* [AIM OF THE EXERCISE]
Transcribe the listing that follows in full, omitting pictures.

Mask labeling examples
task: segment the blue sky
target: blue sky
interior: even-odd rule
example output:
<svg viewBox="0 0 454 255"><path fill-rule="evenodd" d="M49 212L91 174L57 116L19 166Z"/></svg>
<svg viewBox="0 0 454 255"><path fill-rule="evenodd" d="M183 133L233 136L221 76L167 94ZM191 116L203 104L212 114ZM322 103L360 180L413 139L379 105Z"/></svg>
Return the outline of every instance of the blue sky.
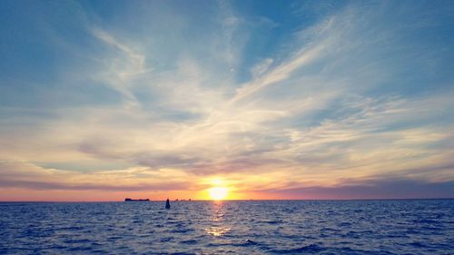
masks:
<svg viewBox="0 0 454 255"><path fill-rule="evenodd" d="M0 6L0 199L452 197L451 1Z"/></svg>

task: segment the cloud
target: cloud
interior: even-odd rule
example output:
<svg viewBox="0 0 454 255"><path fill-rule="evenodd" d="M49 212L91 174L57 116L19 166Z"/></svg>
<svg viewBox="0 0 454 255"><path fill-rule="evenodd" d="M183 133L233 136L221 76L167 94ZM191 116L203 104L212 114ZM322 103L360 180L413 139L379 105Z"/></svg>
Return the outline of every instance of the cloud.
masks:
<svg viewBox="0 0 454 255"><path fill-rule="evenodd" d="M428 182L420 180L371 180L335 187L307 187L261 191L288 199L433 199L452 198L454 181Z"/></svg>

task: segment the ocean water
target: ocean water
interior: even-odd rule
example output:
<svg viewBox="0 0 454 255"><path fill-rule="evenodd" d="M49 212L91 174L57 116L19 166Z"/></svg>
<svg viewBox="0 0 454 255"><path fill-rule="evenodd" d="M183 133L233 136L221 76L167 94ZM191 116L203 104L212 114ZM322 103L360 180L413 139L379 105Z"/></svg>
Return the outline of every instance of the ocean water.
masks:
<svg viewBox="0 0 454 255"><path fill-rule="evenodd" d="M2 254L454 254L454 200L2 202Z"/></svg>

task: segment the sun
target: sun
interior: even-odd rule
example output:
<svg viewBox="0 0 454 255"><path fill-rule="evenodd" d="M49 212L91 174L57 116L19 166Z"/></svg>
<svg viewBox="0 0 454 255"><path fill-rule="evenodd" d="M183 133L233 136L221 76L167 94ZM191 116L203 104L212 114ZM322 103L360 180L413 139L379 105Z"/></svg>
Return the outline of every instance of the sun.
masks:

* [RESPONSE FOR THIS EXERCISE]
task: segment the blue sky
target: blue sky
interior: even-odd rule
example output:
<svg viewBox="0 0 454 255"><path fill-rule="evenodd" d="M49 212L91 174L57 116L19 166Z"/></svg>
<svg viewBox="0 0 454 255"><path fill-rule="evenodd" d="M183 133L233 136L221 76L167 94ZM191 116L203 104L212 114ZM322 103L360 180L413 139L379 105Z"/></svg>
Return the outline of every instance of the blue sky.
masks:
<svg viewBox="0 0 454 255"><path fill-rule="evenodd" d="M0 6L0 199L452 197L451 1Z"/></svg>

task: segment the cloud
target: cloud
interior: even-odd rule
example output:
<svg viewBox="0 0 454 255"><path fill-rule="evenodd" d="M49 212L91 174L57 116L19 166Z"/></svg>
<svg viewBox="0 0 454 255"><path fill-rule="evenodd" d="M183 133L233 136L221 76L167 94ZM191 116L203 104L212 114ZM322 103L360 180L413 139L379 105Z"/></svg>
Return the outline of every instance of the cloud.
masks:
<svg viewBox="0 0 454 255"><path fill-rule="evenodd" d="M428 182L420 180L371 180L335 187L307 187L261 191L288 199L433 199L452 198L454 181Z"/></svg>

task: segment the ocean water
target: ocean water
interior: even-odd rule
example output:
<svg viewBox="0 0 454 255"><path fill-rule="evenodd" d="M49 212L91 174L57 116L19 166Z"/></svg>
<svg viewBox="0 0 454 255"><path fill-rule="evenodd" d="M183 133L233 136L221 76L167 94ZM191 116L203 104L212 114ZM322 103L360 180L413 139L379 105Z"/></svg>
Return the outline of every instance of the ocean water.
masks:
<svg viewBox="0 0 454 255"><path fill-rule="evenodd" d="M2 254L454 254L454 200L2 202Z"/></svg>

task: segment the sun
target: sun
interior: even-odd rule
example output:
<svg viewBox="0 0 454 255"><path fill-rule="evenodd" d="M49 212L91 174L57 116L19 166Z"/></svg>
<svg viewBox="0 0 454 255"><path fill-rule="evenodd" d="M183 133L233 136L221 76L167 94ZM191 116L203 104L212 114ZM322 103L360 180L413 139L379 105Z"/></svg>
Return the outline of every instance of the sun.
masks:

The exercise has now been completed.